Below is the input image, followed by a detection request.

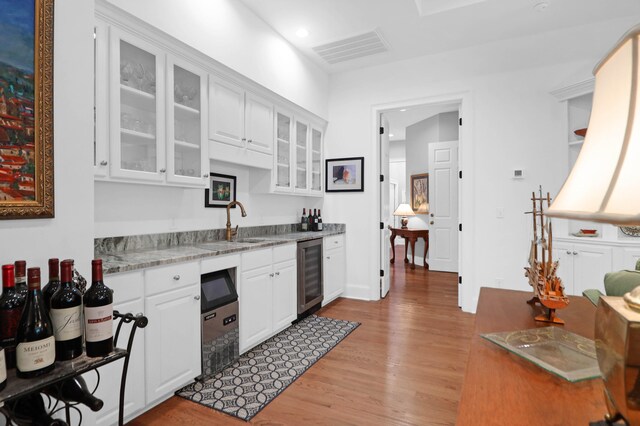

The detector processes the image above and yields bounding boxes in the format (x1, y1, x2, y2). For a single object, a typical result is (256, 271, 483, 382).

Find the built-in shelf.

(121, 128, 155, 141)
(175, 139, 200, 150)
(174, 102, 199, 115)
(121, 84, 155, 112)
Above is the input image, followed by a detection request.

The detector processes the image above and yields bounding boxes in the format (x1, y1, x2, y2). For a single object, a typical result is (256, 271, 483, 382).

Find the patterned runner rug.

(176, 315, 360, 421)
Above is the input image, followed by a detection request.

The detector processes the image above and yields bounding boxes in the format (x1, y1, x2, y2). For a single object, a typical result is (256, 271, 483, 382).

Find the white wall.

(0, 1, 94, 273)
(323, 16, 640, 308)
(105, 0, 329, 118)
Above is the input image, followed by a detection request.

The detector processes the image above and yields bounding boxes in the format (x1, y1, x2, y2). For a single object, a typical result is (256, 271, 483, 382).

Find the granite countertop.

(100, 228, 344, 275)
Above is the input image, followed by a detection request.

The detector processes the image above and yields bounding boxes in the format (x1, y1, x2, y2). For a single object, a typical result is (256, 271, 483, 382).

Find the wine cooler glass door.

(297, 239, 323, 316)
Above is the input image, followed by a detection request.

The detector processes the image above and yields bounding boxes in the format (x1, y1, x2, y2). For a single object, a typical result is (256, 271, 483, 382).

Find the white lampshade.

(393, 203, 415, 216)
(548, 26, 640, 225)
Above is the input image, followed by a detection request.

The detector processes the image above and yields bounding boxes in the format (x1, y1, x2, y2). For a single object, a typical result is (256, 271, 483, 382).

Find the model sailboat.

(524, 187, 569, 324)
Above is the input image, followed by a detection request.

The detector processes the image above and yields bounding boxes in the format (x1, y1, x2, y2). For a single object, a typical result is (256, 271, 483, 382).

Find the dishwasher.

(199, 268, 239, 379)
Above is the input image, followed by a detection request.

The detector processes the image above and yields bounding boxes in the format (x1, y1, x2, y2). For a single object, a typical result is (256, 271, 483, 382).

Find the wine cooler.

(297, 238, 323, 319)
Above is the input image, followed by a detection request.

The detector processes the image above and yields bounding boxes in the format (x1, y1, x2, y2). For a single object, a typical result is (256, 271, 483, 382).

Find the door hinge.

(458, 276, 462, 285)
(459, 170, 462, 179)
(459, 117, 462, 126)
(380, 174, 384, 182)
(380, 222, 384, 230)
(379, 126, 384, 135)
(380, 269, 385, 277)
(459, 223, 462, 232)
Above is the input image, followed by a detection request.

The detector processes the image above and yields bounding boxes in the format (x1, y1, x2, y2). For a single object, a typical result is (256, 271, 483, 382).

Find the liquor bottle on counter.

(317, 209, 323, 231)
(16, 267, 56, 378)
(0, 264, 26, 369)
(14, 260, 27, 300)
(84, 259, 113, 357)
(301, 208, 308, 232)
(50, 260, 83, 361)
(5, 393, 68, 425)
(43, 375, 104, 412)
(42, 258, 61, 311)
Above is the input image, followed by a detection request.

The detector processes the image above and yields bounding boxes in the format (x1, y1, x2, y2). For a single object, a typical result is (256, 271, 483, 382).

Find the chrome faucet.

(226, 201, 247, 241)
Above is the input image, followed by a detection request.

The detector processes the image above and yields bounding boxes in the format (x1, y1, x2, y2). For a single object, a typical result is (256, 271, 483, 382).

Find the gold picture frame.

(410, 173, 429, 214)
(0, 0, 54, 219)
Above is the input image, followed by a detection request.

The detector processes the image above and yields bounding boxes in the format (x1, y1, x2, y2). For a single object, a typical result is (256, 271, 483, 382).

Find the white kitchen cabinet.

(323, 234, 346, 305)
(208, 75, 274, 167)
(94, 21, 110, 178)
(273, 110, 294, 192)
(144, 263, 200, 405)
(310, 125, 324, 194)
(166, 55, 209, 186)
(553, 240, 611, 295)
(239, 244, 296, 353)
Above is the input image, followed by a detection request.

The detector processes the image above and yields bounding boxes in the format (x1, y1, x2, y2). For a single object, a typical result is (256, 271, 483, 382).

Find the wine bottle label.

(302, 222, 308, 231)
(16, 336, 55, 372)
(318, 223, 323, 230)
(84, 305, 113, 342)
(50, 306, 82, 341)
(0, 349, 6, 383)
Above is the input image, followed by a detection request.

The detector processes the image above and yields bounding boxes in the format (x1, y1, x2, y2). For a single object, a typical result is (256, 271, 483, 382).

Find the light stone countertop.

(100, 229, 344, 275)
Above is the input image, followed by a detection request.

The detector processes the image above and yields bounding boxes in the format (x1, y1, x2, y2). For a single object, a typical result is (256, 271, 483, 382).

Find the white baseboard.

(343, 283, 371, 301)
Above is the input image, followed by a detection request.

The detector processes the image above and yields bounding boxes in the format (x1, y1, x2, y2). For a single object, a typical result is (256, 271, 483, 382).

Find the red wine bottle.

(16, 267, 55, 378)
(14, 260, 27, 301)
(301, 208, 308, 232)
(0, 264, 26, 369)
(6, 393, 68, 425)
(42, 258, 61, 312)
(50, 260, 83, 361)
(84, 259, 113, 357)
(44, 375, 104, 412)
(317, 209, 323, 231)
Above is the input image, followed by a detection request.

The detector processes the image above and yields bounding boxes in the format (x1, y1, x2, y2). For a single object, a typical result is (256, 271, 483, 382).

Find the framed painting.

(325, 157, 364, 192)
(0, 0, 54, 219)
(411, 173, 429, 214)
(205, 173, 236, 208)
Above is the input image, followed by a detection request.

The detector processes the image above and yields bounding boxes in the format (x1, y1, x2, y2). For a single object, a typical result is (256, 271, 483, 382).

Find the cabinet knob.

(160, 168, 166, 173)
(275, 271, 280, 276)
(573, 251, 578, 255)
(194, 295, 201, 301)
(99, 160, 108, 166)
(566, 250, 571, 255)
(269, 273, 274, 277)
(203, 174, 209, 178)
(430, 221, 434, 225)
(334, 241, 338, 244)
(248, 139, 253, 143)
(241, 138, 247, 142)
(326, 256, 331, 260)
(173, 275, 180, 280)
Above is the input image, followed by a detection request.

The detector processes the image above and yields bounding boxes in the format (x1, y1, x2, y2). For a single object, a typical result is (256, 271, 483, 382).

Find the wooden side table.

(388, 226, 429, 269)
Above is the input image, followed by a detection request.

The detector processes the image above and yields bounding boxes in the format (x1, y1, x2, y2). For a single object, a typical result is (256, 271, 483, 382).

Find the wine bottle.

(50, 260, 83, 361)
(14, 260, 27, 300)
(301, 208, 308, 232)
(312, 209, 319, 232)
(5, 393, 68, 425)
(42, 258, 61, 312)
(16, 267, 55, 378)
(0, 264, 26, 369)
(307, 207, 313, 231)
(317, 209, 323, 231)
(43, 375, 104, 412)
(84, 259, 113, 357)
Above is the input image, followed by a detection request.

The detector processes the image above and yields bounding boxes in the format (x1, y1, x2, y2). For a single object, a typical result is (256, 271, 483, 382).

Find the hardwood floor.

(130, 246, 475, 425)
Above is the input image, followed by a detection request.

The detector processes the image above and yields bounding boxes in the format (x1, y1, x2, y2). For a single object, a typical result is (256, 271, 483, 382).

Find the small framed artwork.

(411, 173, 429, 214)
(204, 173, 236, 208)
(0, 0, 55, 219)
(325, 157, 364, 192)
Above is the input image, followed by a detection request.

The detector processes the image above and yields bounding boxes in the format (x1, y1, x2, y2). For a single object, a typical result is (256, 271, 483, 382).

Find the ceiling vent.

(312, 30, 388, 65)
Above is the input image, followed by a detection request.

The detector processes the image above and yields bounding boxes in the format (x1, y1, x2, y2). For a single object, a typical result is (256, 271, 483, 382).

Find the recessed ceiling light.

(296, 28, 309, 38)
(399, 108, 407, 112)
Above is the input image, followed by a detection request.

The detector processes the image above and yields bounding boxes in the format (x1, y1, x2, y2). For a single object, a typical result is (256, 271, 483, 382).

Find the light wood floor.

(130, 247, 475, 425)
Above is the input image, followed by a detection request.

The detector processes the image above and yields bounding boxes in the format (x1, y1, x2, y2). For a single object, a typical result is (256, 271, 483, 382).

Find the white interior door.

(428, 141, 459, 272)
(380, 115, 390, 298)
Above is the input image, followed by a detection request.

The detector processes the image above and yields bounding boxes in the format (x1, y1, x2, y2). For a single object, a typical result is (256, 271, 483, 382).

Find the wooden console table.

(388, 226, 429, 269)
(457, 288, 606, 425)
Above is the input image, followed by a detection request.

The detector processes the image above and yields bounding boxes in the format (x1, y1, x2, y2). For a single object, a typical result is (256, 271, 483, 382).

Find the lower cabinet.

(553, 241, 612, 295)
(239, 244, 296, 353)
(323, 235, 346, 305)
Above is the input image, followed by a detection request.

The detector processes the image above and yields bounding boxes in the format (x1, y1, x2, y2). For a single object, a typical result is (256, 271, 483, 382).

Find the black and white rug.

(176, 315, 360, 421)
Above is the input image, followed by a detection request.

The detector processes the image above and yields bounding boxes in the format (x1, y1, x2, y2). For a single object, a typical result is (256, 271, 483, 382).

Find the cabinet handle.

(194, 295, 201, 300)
(203, 174, 209, 178)
(269, 273, 274, 277)
(573, 251, 578, 255)
(100, 160, 108, 166)
(173, 275, 180, 281)
(326, 256, 331, 260)
(248, 139, 253, 143)
(241, 138, 247, 142)
(566, 250, 571, 255)
(160, 168, 166, 173)
(430, 221, 434, 225)
(275, 271, 280, 276)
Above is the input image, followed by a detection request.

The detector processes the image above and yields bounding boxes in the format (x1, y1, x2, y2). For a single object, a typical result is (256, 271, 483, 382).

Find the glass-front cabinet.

(295, 120, 309, 193)
(166, 56, 208, 186)
(109, 28, 164, 182)
(310, 126, 323, 194)
(274, 110, 293, 192)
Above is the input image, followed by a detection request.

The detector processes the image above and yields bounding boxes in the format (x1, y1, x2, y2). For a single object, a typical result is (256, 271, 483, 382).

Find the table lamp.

(547, 25, 640, 425)
(393, 203, 415, 229)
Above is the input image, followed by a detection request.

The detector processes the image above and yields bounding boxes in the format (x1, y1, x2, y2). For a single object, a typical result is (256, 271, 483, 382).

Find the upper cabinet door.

(295, 120, 309, 193)
(109, 28, 165, 182)
(310, 125, 323, 194)
(208, 76, 245, 148)
(274, 110, 293, 192)
(244, 92, 274, 155)
(166, 56, 209, 187)
(94, 22, 109, 178)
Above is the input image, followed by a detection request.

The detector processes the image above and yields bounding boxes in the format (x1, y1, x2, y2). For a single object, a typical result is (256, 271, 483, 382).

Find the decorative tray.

(481, 327, 600, 382)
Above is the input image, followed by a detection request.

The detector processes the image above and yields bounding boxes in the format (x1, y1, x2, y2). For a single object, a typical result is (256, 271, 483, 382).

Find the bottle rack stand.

(0, 311, 148, 426)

● Task prompt
The answer must be the lines from the one containing "Find the decorative tray." to the final line of the data above, copied exactly, both included, with nothing added.

● Worked solution
Find the decorative tray.

(481, 327, 600, 382)
Above is the input image, followed by a detection request.

The detector processes the image above and yields bounding boxes in the format (x1, y1, x2, y2). For a single object, a typical result is (256, 271, 483, 382).

Find the bottle rack stand.

(0, 311, 148, 426)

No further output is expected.